### EXERCISE OBJECTIVE
Please copy the records below word for word, starting at the line with "locate the tree" and continuing through the final line of the records.

### ENTRIES SUPPLIED
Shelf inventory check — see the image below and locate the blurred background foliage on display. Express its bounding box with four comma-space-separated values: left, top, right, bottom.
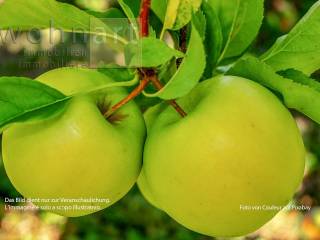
0, 0, 320, 240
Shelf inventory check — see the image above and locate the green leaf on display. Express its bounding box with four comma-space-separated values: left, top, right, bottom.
278, 69, 320, 92
118, 0, 139, 39
212, 0, 264, 62
0, 77, 69, 130
123, 0, 141, 18
0, 71, 139, 132
0, 0, 127, 48
260, 1, 320, 75
98, 64, 135, 82
85, 8, 126, 19
160, 0, 202, 39
228, 57, 320, 123
125, 37, 184, 67
144, 24, 206, 100
193, 11, 207, 41
202, 1, 223, 78
169, 0, 201, 30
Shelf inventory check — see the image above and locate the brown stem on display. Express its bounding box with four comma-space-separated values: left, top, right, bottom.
150, 75, 187, 117
104, 77, 149, 118
104, 0, 187, 118
177, 26, 188, 68
140, 0, 151, 37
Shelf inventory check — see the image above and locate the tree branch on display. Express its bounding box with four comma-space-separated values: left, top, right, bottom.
104, 0, 187, 118
139, 0, 151, 37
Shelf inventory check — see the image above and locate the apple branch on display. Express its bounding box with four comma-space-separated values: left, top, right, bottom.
139, 0, 151, 37
105, 0, 187, 118
104, 77, 149, 118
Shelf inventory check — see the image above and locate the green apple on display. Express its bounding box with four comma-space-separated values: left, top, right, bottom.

### TASK RESULT
Shelf inventory check — see the image above and locate the tree branch on display. Express its bounding box with four comma-space-separated values: left, top, right, bottom.
104, 0, 187, 118
139, 0, 151, 37
Shelf inventory check — see the image above and locate the apple branch on display. Express its bounding box with four comma-space-separated values: left, top, right, bottom.
139, 0, 151, 37
105, 0, 187, 118
104, 77, 149, 118
Shelf inventory check — see the image above and locate the green apple on display. Express its bounding box with four comma-space-separated values: left, top, right, bottom.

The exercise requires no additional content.